*ASSIGNMENT*
Locate every line below that contains the word "boxes" and copy it.
+++
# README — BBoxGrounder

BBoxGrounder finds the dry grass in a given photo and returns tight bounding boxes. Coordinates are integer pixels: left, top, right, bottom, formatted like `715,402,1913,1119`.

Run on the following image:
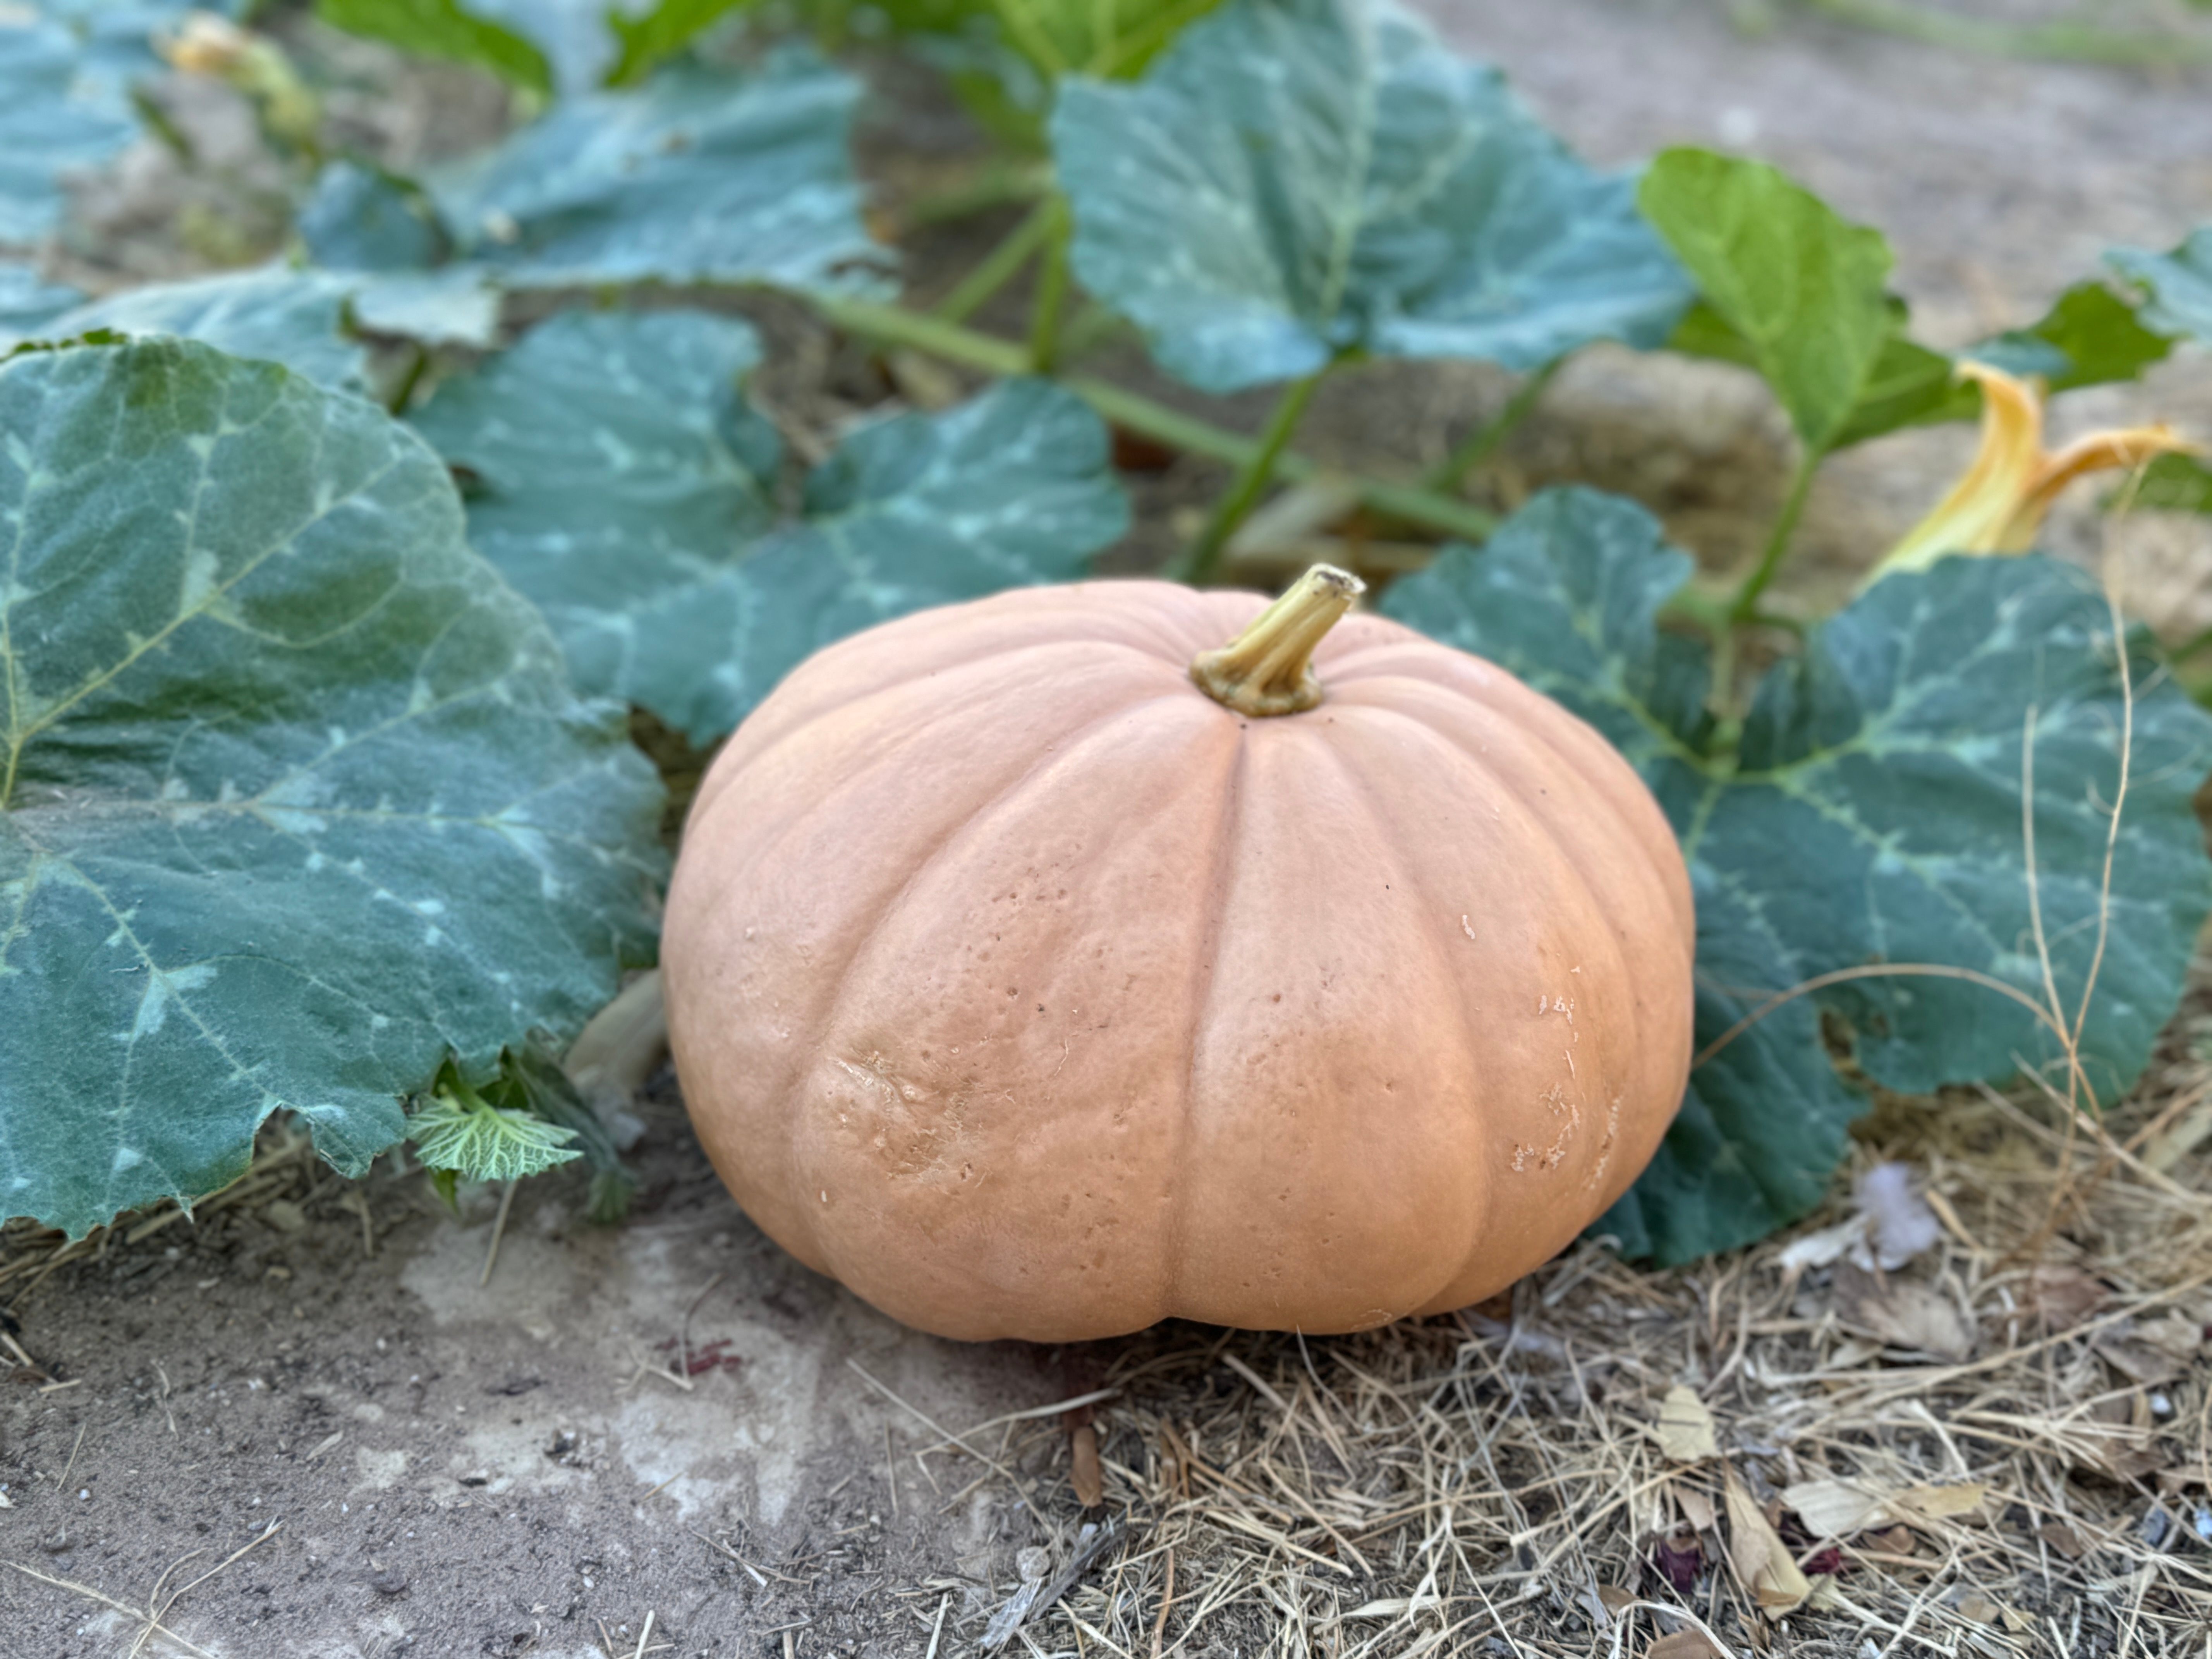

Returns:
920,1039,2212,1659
+++
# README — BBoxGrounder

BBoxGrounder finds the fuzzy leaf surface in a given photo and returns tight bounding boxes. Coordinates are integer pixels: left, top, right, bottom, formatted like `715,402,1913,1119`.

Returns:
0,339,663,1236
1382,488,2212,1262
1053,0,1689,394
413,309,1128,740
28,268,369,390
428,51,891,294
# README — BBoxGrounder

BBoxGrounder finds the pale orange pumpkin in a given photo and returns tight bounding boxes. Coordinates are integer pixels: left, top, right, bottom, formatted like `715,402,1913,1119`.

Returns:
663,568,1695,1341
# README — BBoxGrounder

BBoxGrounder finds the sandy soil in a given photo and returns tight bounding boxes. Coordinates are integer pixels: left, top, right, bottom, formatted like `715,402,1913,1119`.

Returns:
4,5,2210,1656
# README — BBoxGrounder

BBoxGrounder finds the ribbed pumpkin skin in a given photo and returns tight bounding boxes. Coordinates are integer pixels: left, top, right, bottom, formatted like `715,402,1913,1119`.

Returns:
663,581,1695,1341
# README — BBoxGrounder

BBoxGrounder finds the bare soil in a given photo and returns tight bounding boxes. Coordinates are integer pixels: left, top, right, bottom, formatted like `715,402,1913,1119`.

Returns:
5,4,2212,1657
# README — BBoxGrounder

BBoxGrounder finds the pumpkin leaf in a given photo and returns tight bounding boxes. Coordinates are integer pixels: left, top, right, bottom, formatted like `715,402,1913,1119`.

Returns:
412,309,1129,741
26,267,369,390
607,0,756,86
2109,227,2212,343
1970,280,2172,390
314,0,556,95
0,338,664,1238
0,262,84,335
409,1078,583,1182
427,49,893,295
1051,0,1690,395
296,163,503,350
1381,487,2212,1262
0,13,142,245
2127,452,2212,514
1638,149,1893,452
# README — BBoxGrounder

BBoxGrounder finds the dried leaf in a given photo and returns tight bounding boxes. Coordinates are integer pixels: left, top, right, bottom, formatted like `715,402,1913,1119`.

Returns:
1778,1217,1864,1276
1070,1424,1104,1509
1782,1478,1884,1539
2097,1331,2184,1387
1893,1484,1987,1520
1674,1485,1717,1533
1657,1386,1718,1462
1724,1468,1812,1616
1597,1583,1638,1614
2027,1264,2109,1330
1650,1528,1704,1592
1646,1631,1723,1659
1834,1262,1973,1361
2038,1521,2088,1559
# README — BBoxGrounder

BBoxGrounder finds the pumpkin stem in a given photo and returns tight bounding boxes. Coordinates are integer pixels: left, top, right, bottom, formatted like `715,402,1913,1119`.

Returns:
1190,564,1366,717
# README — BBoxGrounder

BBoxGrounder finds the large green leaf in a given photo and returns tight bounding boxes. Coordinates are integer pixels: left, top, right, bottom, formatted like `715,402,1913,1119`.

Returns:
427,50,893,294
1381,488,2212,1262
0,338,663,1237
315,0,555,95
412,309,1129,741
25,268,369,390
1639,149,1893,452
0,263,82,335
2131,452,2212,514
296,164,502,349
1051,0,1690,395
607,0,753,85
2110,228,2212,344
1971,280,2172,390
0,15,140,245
+++
*EXERCISE OUTPUT*
BBoxGrounder finds the dry grass in a given photo and returns tight bounding boxes. Coordinates are integer pixels: left, top, right, bottom, formatted like `715,402,1913,1119`.
BBoxGrounder finds the fuzzy leaf surface in a given photo and returns tight bounding boxes. Coordinates are integer pixels: left, top, right, bottom, formatted like `715,402,1913,1119`.
BBoxGrounder finds the pale orange pumpkin in a given photo and returns tight bounding boxes. Coordinates are integer pixels: left, top, right, bottom, formatted like `715,402,1913,1119`.
BBoxGrounder finds the sandy soil in a given photo and returns tight bounding boxes. Coordinates are integer pixels: left, top, right, bottom, formatted like `715,402,1913,1119`.
BBoxGrounder finds the ribbed pumpkin skin in a given photo and returns tight bounding boxes. Coordinates are integer pixels: left, top, right, bottom, formatted like `715,402,1913,1119`.
BBoxGrounder finds the bare soil in a given photo and returns tight bounding boxes. Coordinates are integer pixels: left, top, right, bottom, formatted like `715,402,1913,1119`.
BBoxGrounder finds the pumpkin leaf in a given photo and returns tight bounding boxes. Coordinates are integer pixels: left, top, right, bottom, formatted like `715,402,1913,1119`.
BBoxGrounder finds the dried leaf in a given photo and returns tight bounding boxes. Coordinates are integer pixels: left, top, right, bottom, formatted like `715,402,1913,1119`.
BBoxGrounder finds the pumpkin stem in a given photo and returns tight bounding boxes. Coordinates are integer pixels: left, top, right, bottom, formatted like `715,402,1913,1119`.
BBoxGrounder finds the large green leaf in a given photo and returns tight bounding boxes. Coordinates are integer pixels: left, top, right, bottom, formatted like `715,402,1913,1119`.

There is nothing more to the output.